EXCERPT:
begin

# Material rest for horizontal saw



## melsdad (Dec 7, 2014)

About a month ago I bought a 4x6 bandsaw. And have desperately needed a way to hold long material.  Since I have also recently got a welder that has opened up a whole new way for me to machine and fabricate things in my shop. This was a fun project and good practice on the welding end. I used 3/32 7018 electrodes for everything running DC+ @ about 85 amps.


----------



## melsdad (Dec 7, 2014)

The main body is 2.250" dia.  1018 and the legs are 3/4" black pipe.  The height adjustment is a piece of 1.125" ACME threaded rod. I made two interchangeable rests that are easy to swap out and held in place with a set screw.


----------



## melsdad (Dec 7, 2014)

Holding the legs to tack them in place took some messing around but I got it done. The welds aren't as pretty as I would like but they are strong.


----------



## ebgb68 (Dec 7, 2014)

Nice work !


----------



## melsdad (Dec 7, 2014)

The hardest thing to weld was the spokes on the height adjustment nut. I'm glad I practiced on a few pieces before I welded the real thing. Those welds are pretty ugly.


----------



## SG51Buss (Dec 7, 2014)

Nice project.  Nice writeup.  Getting long items to set perfectly flat on the sawbase can be tricky.  How do you approach that?


----------



## hman (Dec 8, 2014)

VERY nice stand!  Interchangeable tops is a great idea.



SG51Buss said:


> Getting long items to set perfectly flat on the sawbase can be tricky.  How do you approach that?



I place a cheap laser level (the kind that doesn't level itself) on the saw.  Then I adjust the (roller type) material support so the laser dot just grazes the upper surface of the roller.


----------



## sniggler (Dec 8, 2014)

Melsdad, That is a classy bit of fabrication very nicely done.

Bob


----------



## Reeltor (Dec 8, 2014)

Melsdad that is a nice material holder you fabricated.  I see that you have some of the harbor freight adjustable roller/folding stands in the background.  As-is the HF stand sits too tall to use with the horizontal saw.  I took the easy way out and instead of making a dedicated  stock holder for the saw; I modified the HF unit.  I just pulled the roller and connected square tube out of the foot assembly, then cut the square tube so that it will go into the stand and be level with the saw.  It's definitely not as nice as your stand but it will do for quick and dirty. )

Mike

On edit it seems that John Herrmann has the HF stands in his photos.


----------



## hman (Dec 8, 2014)

Reeltor said:


> On edit it seems that John Herrmann has the HF stands in his photos.



I seem to recall that I got that stand at Shears & Sawbucks.  It was a bunch of years ago, and it's at my Corvallis shop (and I'm in AZ), so I can't verify.  Anyway, it has a very useful range of adjustments for my bandsaw.


----------

end

WORK REQUIRED:
In the thread about the material rest for a horizontal saw, what was used for the height adjustment?

DATA PROVIDED:
begin

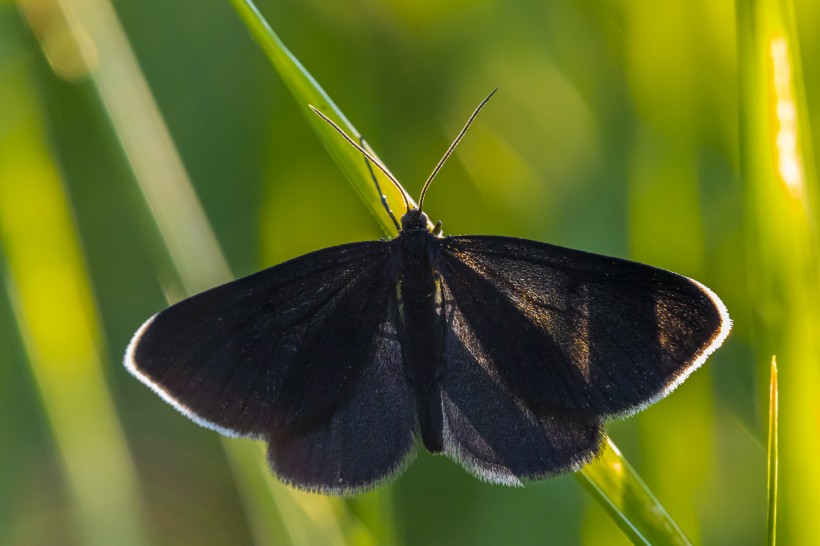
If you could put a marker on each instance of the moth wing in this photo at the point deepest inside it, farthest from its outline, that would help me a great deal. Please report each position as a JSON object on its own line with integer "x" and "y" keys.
{"x": 577, "y": 334}
{"x": 486, "y": 427}
{"x": 302, "y": 354}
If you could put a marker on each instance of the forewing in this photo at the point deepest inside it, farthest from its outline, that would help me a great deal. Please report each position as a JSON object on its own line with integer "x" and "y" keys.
{"x": 370, "y": 437}
{"x": 489, "y": 430}
{"x": 278, "y": 350}
{"x": 577, "y": 334}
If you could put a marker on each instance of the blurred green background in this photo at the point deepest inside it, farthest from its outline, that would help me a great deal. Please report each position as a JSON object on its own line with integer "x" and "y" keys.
{"x": 644, "y": 130}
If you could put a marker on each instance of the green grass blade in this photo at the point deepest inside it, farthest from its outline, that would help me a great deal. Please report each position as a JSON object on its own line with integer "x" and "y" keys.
{"x": 619, "y": 489}
{"x": 640, "y": 516}
{"x": 185, "y": 231}
{"x": 781, "y": 202}
{"x": 773, "y": 457}
{"x": 307, "y": 91}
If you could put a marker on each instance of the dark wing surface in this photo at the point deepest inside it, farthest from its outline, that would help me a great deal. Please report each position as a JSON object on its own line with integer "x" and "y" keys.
{"x": 487, "y": 428}
{"x": 567, "y": 333}
{"x": 304, "y": 355}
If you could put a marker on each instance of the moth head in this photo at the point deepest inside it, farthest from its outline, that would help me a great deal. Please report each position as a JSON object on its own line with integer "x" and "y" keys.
{"x": 414, "y": 219}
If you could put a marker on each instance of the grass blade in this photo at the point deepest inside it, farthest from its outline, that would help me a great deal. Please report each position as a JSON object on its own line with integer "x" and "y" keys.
{"x": 185, "y": 231}
{"x": 781, "y": 201}
{"x": 613, "y": 482}
{"x": 307, "y": 91}
{"x": 773, "y": 457}
{"x": 611, "y": 479}
{"x": 45, "y": 273}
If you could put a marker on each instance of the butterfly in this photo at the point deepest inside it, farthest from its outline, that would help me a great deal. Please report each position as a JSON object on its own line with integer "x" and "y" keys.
{"x": 504, "y": 354}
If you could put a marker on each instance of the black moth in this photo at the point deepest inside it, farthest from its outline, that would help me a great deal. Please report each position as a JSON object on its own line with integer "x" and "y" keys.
{"x": 504, "y": 354}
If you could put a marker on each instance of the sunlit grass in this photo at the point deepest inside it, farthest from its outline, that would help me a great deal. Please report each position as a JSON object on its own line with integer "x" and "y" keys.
{"x": 772, "y": 457}
{"x": 58, "y": 322}
{"x": 674, "y": 120}
{"x": 785, "y": 284}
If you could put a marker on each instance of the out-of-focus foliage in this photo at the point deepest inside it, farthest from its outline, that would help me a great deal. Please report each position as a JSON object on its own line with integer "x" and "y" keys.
{"x": 636, "y": 129}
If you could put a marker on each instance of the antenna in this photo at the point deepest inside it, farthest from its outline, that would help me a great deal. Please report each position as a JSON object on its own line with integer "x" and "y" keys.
{"x": 367, "y": 155}
{"x": 452, "y": 147}
{"x": 382, "y": 196}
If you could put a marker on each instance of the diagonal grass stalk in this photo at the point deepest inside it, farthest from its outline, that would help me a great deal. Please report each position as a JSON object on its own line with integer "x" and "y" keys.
{"x": 613, "y": 482}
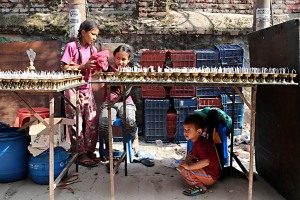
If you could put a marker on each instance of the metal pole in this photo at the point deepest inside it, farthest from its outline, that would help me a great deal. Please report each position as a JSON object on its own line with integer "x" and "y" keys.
{"x": 261, "y": 14}
{"x": 252, "y": 131}
{"x": 51, "y": 147}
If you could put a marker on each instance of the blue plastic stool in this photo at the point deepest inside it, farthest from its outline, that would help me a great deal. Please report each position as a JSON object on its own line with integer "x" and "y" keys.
{"x": 104, "y": 153}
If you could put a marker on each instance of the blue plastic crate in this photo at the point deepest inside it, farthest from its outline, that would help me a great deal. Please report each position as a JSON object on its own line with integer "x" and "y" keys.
{"x": 231, "y": 55}
{"x": 184, "y": 108}
{"x": 207, "y": 57}
{"x": 230, "y": 51}
{"x": 212, "y": 91}
{"x": 155, "y": 111}
{"x": 238, "y": 111}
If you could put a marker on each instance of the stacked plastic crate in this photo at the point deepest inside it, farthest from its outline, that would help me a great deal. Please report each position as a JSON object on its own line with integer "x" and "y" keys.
{"x": 155, "y": 120}
{"x": 184, "y": 107}
{"x": 233, "y": 56}
{"x": 155, "y": 111}
{"x": 238, "y": 111}
{"x": 208, "y": 96}
{"x": 221, "y": 56}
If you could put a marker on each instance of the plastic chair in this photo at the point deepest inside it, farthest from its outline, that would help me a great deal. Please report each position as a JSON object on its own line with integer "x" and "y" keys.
{"x": 104, "y": 153}
{"x": 24, "y": 115}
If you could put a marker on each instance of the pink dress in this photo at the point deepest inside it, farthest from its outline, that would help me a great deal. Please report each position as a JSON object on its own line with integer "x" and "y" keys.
{"x": 88, "y": 127}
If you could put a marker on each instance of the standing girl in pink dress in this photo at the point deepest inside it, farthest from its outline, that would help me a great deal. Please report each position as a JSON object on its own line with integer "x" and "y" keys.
{"x": 79, "y": 52}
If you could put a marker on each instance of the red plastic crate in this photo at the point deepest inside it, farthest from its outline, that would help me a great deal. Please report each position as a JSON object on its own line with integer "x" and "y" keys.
{"x": 215, "y": 102}
{"x": 182, "y": 91}
{"x": 183, "y": 58}
{"x": 153, "y": 58}
{"x": 153, "y": 92}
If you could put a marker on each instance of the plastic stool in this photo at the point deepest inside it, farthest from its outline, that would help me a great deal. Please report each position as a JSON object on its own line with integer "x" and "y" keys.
{"x": 104, "y": 153}
{"x": 24, "y": 115}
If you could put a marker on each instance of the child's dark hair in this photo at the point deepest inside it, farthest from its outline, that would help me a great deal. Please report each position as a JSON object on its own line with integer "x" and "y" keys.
{"x": 128, "y": 49}
{"x": 195, "y": 119}
{"x": 87, "y": 25}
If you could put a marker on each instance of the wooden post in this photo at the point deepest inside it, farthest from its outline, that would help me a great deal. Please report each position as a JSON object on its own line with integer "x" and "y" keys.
{"x": 77, "y": 14}
{"x": 261, "y": 14}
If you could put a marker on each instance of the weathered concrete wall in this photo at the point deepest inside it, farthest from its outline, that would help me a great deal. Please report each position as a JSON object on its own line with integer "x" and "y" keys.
{"x": 147, "y": 8}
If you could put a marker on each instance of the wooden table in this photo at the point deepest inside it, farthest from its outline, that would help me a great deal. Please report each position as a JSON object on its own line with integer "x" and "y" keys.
{"x": 50, "y": 93}
{"x": 224, "y": 85}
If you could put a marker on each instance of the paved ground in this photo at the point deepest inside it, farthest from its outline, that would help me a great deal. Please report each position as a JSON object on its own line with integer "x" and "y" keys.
{"x": 147, "y": 183}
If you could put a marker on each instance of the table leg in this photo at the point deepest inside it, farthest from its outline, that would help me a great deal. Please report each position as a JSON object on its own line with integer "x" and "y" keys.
{"x": 111, "y": 174}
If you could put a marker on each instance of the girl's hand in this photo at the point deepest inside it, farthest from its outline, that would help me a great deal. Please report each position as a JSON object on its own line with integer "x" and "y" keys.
{"x": 185, "y": 166}
{"x": 90, "y": 64}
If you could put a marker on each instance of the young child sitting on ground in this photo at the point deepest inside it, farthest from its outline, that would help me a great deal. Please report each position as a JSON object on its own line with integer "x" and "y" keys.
{"x": 201, "y": 166}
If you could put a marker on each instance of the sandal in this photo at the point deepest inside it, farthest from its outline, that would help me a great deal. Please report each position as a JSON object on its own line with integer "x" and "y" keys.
{"x": 93, "y": 157}
{"x": 108, "y": 168}
{"x": 193, "y": 191}
{"x": 145, "y": 161}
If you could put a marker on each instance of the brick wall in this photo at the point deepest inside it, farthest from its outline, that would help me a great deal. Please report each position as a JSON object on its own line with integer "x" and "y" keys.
{"x": 146, "y": 8}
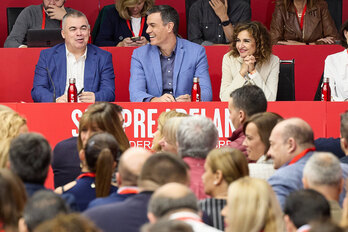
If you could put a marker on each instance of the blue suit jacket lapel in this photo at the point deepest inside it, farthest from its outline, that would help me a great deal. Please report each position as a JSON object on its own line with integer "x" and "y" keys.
{"x": 90, "y": 69}
{"x": 179, "y": 57}
{"x": 156, "y": 64}
{"x": 61, "y": 70}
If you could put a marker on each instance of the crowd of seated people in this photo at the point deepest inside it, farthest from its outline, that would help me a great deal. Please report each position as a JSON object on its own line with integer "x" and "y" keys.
{"x": 164, "y": 65}
{"x": 292, "y": 186}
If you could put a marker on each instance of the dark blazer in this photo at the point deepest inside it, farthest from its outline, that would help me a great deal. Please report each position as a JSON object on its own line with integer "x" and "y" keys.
{"x": 126, "y": 216}
{"x": 114, "y": 29}
{"x": 318, "y": 23}
{"x": 99, "y": 74}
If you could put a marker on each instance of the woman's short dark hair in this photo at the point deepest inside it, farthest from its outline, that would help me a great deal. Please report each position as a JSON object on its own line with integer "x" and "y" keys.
{"x": 344, "y": 27}
{"x": 262, "y": 39}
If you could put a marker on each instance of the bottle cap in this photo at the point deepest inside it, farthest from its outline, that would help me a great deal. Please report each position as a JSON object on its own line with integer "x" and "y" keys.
{"x": 72, "y": 80}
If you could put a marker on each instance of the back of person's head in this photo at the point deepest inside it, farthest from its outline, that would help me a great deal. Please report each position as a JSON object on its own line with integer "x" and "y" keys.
{"x": 68, "y": 223}
{"x": 299, "y": 130}
{"x": 323, "y": 168}
{"x": 168, "y": 15}
{"x": 304, "y": 206}
{"x": 344, "y": 126}
{"x": 252, "y": 207}
{"x": 196, "y": 136}
{"x": 10, "y": 127}
{"x": 162, "y": 168}
{"x": 102, "y": 154}
{"x": 123, "y": 6}
{"x": 249, "y": 99}
{"x": 344, "y": 29}
{"x": 42, "y": 206}
{"x": 104, "y": 116}
{"x": 161, "y": 121}
{"x": 166, "y": 225}
{"x": 172, "y": 197}
{"x": 231, "y": 162}
{"x": 12, "y": 199}
{"x": 265, "y": 122}
{"x": 131, "y": 163}
{"x": 30, "y": 157}
{"x": 72, "y": 14}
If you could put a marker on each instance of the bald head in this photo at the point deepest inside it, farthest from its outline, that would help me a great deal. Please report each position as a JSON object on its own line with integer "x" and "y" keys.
{"x": 131, "y": 163}
{"x": 172, "y": 197}
{"x": 288, "y": 139}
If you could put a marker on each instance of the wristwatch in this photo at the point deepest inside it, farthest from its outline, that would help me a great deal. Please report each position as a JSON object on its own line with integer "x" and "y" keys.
{"x": 225, "y": 23}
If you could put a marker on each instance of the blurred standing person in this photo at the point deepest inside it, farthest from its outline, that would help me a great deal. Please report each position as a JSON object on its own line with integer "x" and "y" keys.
{"x": 301, "y": 22}
{"x": 125, "y": 24}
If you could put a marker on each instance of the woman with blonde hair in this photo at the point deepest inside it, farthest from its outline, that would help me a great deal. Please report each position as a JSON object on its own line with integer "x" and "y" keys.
{"x": 12, "y": 124}
{"x": 222, "y": 167}
{"x": 125, "y": 24}
{"x": 252, "y": 206}
{"x": 161, "y": 121}
{"x": 250, "y": 61}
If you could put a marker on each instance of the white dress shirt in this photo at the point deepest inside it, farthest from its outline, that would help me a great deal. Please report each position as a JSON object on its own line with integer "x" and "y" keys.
{"x": 336, "y": 69}
{"x": 75, "y": 68}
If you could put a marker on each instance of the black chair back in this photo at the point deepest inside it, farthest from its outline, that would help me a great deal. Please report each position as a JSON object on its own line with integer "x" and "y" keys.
{"x": 12, "y": 14}
{"x": 286, "y": 83}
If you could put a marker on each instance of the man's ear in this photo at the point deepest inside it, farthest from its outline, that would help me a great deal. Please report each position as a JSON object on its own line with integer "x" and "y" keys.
{"x": 152, "y": 218}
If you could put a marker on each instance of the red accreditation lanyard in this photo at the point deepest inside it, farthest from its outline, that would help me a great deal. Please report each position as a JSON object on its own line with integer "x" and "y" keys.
{"x": 44, "y": 19}
{"x": 87, "y": 174}
{"x": 299, "y": 156}
{"x": 128, "y": 191}
{"x": 302, "y": 16}
{"x": 141, "y": 27}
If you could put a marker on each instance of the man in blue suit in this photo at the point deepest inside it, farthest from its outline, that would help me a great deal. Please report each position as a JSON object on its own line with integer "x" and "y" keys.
{"x": 163, "y": 70}
{"x": 292, "y": 144}
{"x": 90, "y": 66}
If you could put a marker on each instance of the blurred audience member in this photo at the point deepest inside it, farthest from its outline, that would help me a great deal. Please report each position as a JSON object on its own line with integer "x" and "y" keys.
{"x": 99, "y": 158}
{"x": 257, "y": 130}
{"x": 196, "y": 137}
{"x": 166, "y": 225}
{"x": 158, "y": 170}
{"x": 12, "y": 200}
{"x": 177, "y": 202}
{"x": 168, "y": 142}
{"x": 291, "y": 145}
{"x": 30, "y": 156}
{"x": 47, "y": 15}
{"x": 250, "y": 61}
{"x": 222, "y": 167}
{"x": 300, "y": 22}
{"x": 129, "y": 168}
{"x": 101, "y": 116}
{"x": 252, "y": 206}
{"x": 242, "y": 104}
{"x": 304, "y": 206}
{"x": 68, "y": 223}
{"x": 42, "y": 206}
{"x": 336, "y": 69}
{"x": 125, "y": 24}
{"x": 323, "y": 173}
{"x": 161, "y": 121}
{"x": 211, "y": 22}
{"x": 12, "y": 124}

end

TASK RESULT:
A piece of 1.125" ACME threaded rod.